-- PÁGINA --
○ ○ ○ ○
# Descritores de Imagens via Histograma de Cor

Exemplos baseados em https://github.com/xn2333/OpenCV/blob/master/Seminar_Image_Processing_in_Python.ipynb*







# Instalando Bibliotecas

In [None]:
import numpy as np
import pandas as pd
import cv2 as cv 
from google.colab.patches import cv2_imshow # for image display
from skimage import io
from PIL import Image 
import matplotlib.pylab as plt

# Vamos construir nosso dataset

In [None]:
from google.colab import drive
drive.mount('/content/drive')

Drive already mounted at /content/drive; to attempt to forcibly remount, call drive.mount("/content/drive", force_remount=True).


In [None]:
def load_zero():
  import os

  path = '/content/drive/MyDrive/hourlyloonacatcher/'

  dataset = {"group": [], "filename": [], "image": [], "post": []}
  for filename in os.listdir(path + 'loona/'):
      img = cv.imread(path + 'loona/' + filename)
      if img is not None:
          dataset["group"].append('loona')
          dataset["filename"].append(filename)
          dataset["image"].append(img)
○ ○ ○ ○
-- REGISTROS EXTRAÍDOS --
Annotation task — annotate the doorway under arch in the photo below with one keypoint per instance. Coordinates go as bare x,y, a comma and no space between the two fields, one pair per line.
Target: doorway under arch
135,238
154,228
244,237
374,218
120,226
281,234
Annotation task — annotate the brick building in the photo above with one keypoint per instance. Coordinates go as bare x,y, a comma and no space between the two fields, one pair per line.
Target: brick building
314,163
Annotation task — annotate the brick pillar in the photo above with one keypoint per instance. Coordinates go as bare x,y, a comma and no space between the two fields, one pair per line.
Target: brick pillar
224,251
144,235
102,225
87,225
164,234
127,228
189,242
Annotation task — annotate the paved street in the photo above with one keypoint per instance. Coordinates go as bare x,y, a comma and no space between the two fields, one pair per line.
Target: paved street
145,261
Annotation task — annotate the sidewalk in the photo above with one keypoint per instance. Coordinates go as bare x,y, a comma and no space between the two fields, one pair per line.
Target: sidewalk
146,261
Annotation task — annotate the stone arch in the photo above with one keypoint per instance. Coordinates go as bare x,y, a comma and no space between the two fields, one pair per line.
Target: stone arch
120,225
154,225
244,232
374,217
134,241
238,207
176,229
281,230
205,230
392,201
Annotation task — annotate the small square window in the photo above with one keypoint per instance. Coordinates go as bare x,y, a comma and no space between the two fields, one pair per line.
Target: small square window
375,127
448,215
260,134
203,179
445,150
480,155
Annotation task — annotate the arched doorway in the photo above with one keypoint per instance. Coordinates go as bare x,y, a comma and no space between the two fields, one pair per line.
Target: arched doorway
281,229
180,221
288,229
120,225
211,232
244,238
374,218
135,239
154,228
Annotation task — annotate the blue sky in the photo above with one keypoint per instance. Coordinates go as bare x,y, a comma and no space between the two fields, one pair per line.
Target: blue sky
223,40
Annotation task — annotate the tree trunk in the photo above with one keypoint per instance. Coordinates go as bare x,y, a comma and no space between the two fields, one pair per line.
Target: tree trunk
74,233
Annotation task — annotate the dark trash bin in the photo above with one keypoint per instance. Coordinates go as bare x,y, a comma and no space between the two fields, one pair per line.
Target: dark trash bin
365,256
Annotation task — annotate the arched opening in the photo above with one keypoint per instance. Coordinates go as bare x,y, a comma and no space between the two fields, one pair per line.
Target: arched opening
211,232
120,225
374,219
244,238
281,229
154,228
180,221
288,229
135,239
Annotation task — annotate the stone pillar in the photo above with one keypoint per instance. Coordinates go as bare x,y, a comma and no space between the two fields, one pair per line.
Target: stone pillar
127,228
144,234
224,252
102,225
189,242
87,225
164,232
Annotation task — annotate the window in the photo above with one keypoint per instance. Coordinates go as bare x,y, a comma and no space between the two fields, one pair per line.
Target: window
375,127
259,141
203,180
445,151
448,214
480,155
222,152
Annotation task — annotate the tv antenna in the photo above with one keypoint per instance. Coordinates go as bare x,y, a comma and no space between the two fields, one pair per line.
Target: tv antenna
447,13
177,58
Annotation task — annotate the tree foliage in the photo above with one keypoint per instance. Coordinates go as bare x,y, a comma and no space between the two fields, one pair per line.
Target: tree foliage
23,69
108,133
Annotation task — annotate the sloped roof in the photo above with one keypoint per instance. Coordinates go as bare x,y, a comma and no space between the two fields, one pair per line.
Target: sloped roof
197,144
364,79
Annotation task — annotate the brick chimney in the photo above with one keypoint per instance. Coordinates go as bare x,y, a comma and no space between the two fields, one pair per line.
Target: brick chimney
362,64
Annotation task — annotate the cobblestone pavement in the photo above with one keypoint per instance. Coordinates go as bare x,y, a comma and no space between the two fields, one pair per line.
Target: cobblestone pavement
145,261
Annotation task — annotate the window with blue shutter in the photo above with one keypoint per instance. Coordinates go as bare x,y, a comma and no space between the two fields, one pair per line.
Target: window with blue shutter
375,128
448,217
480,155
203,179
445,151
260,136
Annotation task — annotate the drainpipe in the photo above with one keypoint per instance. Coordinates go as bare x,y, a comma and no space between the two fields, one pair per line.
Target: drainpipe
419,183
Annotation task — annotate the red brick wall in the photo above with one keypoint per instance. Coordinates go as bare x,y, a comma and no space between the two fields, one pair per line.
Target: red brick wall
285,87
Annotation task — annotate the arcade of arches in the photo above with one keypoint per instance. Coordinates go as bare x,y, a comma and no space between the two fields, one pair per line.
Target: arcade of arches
○ ○ ○ ○
-- ENUNCIADO DA TAREFA --
Dê continuidade ao notebook sobre descritores de imagens via histograma de cor, começando logo após a última linha mostrada.

-- RESPOSTA À TAREFA --
          dataset["post"].append(False)

  for filename in os.listdir(path + 'deukae/'):
      img = cv.imread(path + 'deukae/' + filename)
      if img is not None:
          dataset["group"].append('deukae')
          dataset["filename"].append(filename)
          dataset["image"].append(img)
          dataset["post"].append(False)

  return dataset

# Extraindo características do dataset usando Histograma de Cor

In [None]:
def prepareX(dataset):
  color = ('b','g','r')

  dataset_hist_r = []
  dataset_hist_g = []
  dataset_hist_b = []

  counter = 0
  for image in dataset["image"]:
    hists = {}
    for i,col in enumerate(color):
      histr = cv.calcHist([image],[i],None,[256],[0,256])
      if col == 'r': dataset_hist_r.append(histr)
      if col == 'g': dataset_hist_g.append(histr)
      if col == 'b': dataset_hist_b.append(histr)


  X_r = np.array(dataset_hist_r)
  length = np.sqrt((X_r**2).sum(axis=1))[:,None]
  X_r = X_r / length

  X_g = np.array(dataset_hist_g)
  length = np.sqrt((X_g**2).sum(axis=1))[:,None]
  X_g = X_g / length


  X_b = np.array(dataset_hist_b)
  length = np.sqrt((X_b**2).sum(axis=1))[:,None]
  X_b = X_b / length

  X = np.concatenate((X_r,X_g,X_g),axis=1)
  X.shape

  X = X.reshape(X.shape[0],X.shape[1])
  X.shape

  return X

# Agrupamento de Imagens

In [None]:
from sklearn.cluster import KMeans
import numpy as np

def do_kmeans(X, n_clusters=100):
  kmeans = KMeans(n_clusters=n_clusters).fit(X)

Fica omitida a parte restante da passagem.